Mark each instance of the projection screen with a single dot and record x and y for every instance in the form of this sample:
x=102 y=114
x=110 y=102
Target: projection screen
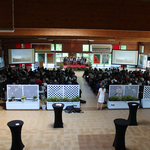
x=21 y=56
x=124 y=57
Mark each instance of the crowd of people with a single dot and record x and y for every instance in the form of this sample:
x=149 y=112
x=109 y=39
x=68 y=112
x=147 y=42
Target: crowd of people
x=74 y=61
x=100 y=79
x=40 y=76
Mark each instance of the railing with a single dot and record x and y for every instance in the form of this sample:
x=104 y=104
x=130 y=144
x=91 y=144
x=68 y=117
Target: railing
x=63 y=90
x=26 y=90
x=120 y=90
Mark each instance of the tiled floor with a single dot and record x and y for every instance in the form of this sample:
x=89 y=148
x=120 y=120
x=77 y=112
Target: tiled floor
x=91 y=130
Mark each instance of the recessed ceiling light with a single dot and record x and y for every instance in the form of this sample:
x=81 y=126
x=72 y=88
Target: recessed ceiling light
x=42 y=38
x=7 y=30
x=111 y=39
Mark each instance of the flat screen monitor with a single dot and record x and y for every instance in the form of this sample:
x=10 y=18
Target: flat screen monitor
x=21 y=56
x=124 y=57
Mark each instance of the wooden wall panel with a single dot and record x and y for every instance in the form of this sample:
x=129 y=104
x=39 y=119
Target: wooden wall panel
x=83 y=14
x=6 y=14
x=147 y=49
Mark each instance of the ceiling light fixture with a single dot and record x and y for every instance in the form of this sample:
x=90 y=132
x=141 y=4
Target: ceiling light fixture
x=7 y=30
x=42 y=38
x=111 y=39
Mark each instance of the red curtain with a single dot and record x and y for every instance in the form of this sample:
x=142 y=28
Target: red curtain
x=115 y=46
x=18 y=45
x=27 y=45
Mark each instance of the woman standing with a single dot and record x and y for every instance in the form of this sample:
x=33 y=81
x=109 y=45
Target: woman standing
x=101 y=96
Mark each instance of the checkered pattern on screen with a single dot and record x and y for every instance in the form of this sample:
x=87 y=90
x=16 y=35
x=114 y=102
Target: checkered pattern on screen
x=63 y=90
x=30 y=91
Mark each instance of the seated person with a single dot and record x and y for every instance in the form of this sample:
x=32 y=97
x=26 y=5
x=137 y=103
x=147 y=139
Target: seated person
x=71 y=60
x=74 y=61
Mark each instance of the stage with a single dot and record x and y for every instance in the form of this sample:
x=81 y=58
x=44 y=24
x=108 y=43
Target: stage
x=73 y=66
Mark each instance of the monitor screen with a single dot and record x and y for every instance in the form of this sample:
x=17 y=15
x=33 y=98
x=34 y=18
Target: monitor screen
x=124 y=57
x=21 y=56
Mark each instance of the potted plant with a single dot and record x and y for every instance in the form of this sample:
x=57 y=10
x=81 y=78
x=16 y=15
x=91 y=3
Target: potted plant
x=13 y=98
x=115 y=102
x=35 y=98
x=43 y=102
x=23 y=98
x=66 y=101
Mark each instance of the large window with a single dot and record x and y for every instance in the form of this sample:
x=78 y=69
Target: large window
x=57 y=47
x=85 y=48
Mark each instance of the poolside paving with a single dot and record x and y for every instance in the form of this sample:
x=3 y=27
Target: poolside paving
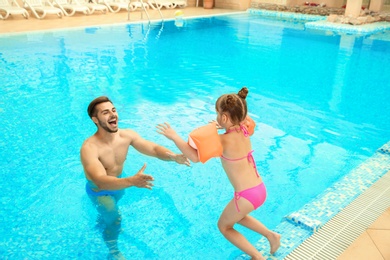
x=373 y=244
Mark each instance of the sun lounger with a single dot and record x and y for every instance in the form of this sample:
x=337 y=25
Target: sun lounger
x=11 y=7
x=69 y=8
x=92 y=5
x=42 y=8
x=180 y=3
x=117 y=5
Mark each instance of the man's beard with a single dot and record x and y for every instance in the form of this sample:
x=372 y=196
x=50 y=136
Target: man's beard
x=105 y=127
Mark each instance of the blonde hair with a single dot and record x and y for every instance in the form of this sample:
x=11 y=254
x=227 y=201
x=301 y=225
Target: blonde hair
x=234 y=105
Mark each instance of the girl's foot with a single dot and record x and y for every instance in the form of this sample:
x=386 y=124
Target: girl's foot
x=274 y=241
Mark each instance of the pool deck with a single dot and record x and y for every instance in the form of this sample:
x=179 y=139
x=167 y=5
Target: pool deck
x=373 y=243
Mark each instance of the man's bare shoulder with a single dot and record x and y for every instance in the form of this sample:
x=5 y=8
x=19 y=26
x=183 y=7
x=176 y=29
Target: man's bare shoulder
x=91 y=142
x=129 y=134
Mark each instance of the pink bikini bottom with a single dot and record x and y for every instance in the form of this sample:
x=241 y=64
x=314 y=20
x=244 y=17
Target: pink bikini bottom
x=255 y=195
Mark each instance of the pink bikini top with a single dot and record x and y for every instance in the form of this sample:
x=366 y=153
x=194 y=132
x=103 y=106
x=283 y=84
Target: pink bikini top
x=249 y=156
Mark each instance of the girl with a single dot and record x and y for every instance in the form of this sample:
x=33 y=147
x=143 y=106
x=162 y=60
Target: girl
x=240 y=167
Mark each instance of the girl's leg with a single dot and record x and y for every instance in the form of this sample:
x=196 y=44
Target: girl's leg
x=229 y=217
x=255 y=225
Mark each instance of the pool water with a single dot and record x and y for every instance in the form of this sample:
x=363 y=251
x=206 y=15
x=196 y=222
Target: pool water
x=319 y=100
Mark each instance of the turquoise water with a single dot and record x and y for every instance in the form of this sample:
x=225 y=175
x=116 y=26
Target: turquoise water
x=319 y=100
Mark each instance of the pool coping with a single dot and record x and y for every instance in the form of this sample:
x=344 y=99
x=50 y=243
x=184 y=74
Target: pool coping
x=319 y=22
x=297 y=227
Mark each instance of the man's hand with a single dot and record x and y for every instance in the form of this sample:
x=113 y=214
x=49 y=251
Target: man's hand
x=142 y=180
x=179 y=158
x=166 y=130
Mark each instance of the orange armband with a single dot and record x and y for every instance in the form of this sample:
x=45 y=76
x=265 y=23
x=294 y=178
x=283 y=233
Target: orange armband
x=250 y=125
x=206 y=141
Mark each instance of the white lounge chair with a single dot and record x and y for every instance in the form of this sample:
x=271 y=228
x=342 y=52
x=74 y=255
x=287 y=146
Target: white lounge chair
x=92 y=5
x=11 y=8
x=117 y=5
x=42 y=7
x=180 y=3
x=135 y=4
x=70 y=9
x=158 y=4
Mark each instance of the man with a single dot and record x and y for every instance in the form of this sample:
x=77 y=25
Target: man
x=103 y=156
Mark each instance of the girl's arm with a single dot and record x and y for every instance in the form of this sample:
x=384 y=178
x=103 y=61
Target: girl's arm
x=189 y=152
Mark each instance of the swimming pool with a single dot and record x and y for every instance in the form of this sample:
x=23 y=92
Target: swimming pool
x=319 y=100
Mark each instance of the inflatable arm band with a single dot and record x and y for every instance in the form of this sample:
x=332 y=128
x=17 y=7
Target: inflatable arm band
x=250 y=125
x=206 y=141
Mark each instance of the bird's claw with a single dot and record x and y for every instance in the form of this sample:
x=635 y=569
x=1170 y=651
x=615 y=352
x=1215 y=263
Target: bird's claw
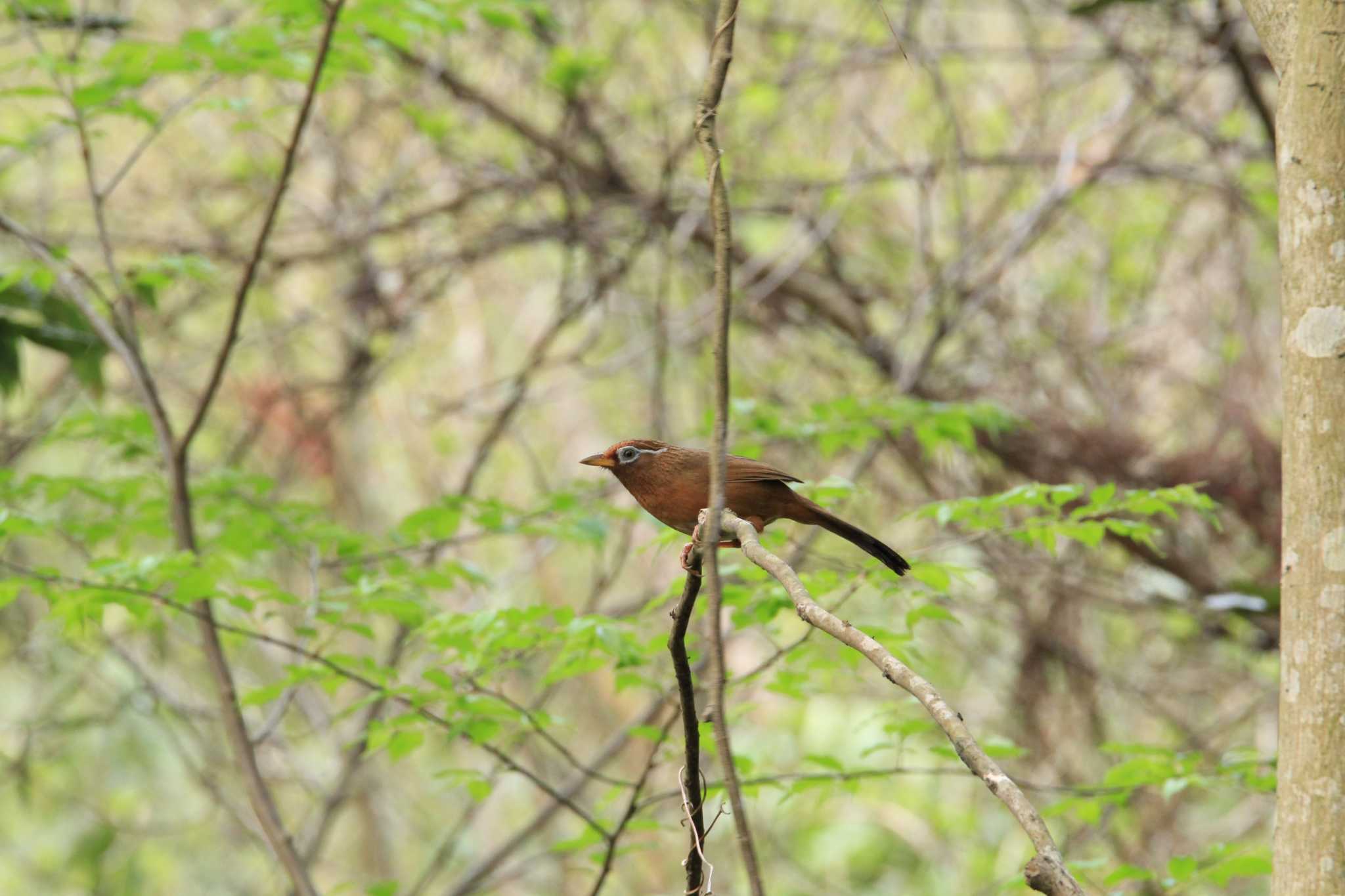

···

### Problem description:
Change "single dot" to "single point" everywhere from the line containing "Mark each instance of the potted" down to the line containing "x=255 y=195", and return those lines with nothing else altered. Leave the pictures out.

### Answer for this exercise:
Mark each instance of the potted plant with a single point and record x and y for every instance in the form of this sample:
x=57 y=10
x=81 y=78
x=16 y=15
x=91 y=3
Target: potted plant
x=13 y=98
x=115 y=102
x=35 y=98
x=43 y=102
x=23 y=98
x=66 y=101
Mark each instance of the large window with a single point and record x and y for every instance in the form of this sample:
x=78 y=69
Target: large window
x=57 y=47
x=85 y=48
Mark each instance of the poolside paving with a single point and record x and y for every instance in the form of this sample:
x=3 y=27
Target: poolside paving
x=373 y=244
Mark each instance of the sun lounger with a single point and record x and y for every instance in the form of this sample:
x=337 y=25
Target: sun lounger
x=11 y=7
x=69 y=8
x=92 y=5
x=42 y=8
x=180 y=3
x=117 y=5
Mark each instance of the man's beard with a single point and record x and y for every instance in the form of this sample:
x=372 y=196
x=50 y=136
Target: man's beard
x=105 y=127
Mark each instance of the blonde hair with a single point and record x and y for every instance in the form of this sample:
x=11 y=254
x=227 y=201
x=301 y=225
Target: blonde hair
x=234 y=105
Mark each instance of the girl's foot with a single point and record x and y for every instance in the form of this sample:
x=386 y=124
Target: girl's foot
x=274 y=241
Mark each instance of the pool deck with a single point and record x and y for every instance in the form of this sample:
x=179 y=139
x=167 y=5
Target: pool deck
x=373 y=243
Mark each instance of the man's bare shoulder with a single point and record x and y for every instance in the form of this sample:
x=5 y=8
x=19 y=26
x=183 y=7
x=176 y=29
Target: man's bare shoulder
x=91 y=142
x=129 y=134
Mark each instance of the pink bikini bottom with a single point and record x and y for every instance in the form of this sample:
x=241 y=64
x=314 y=20
x=244 y=17
Target: pink bikini bottom
x=255 y=195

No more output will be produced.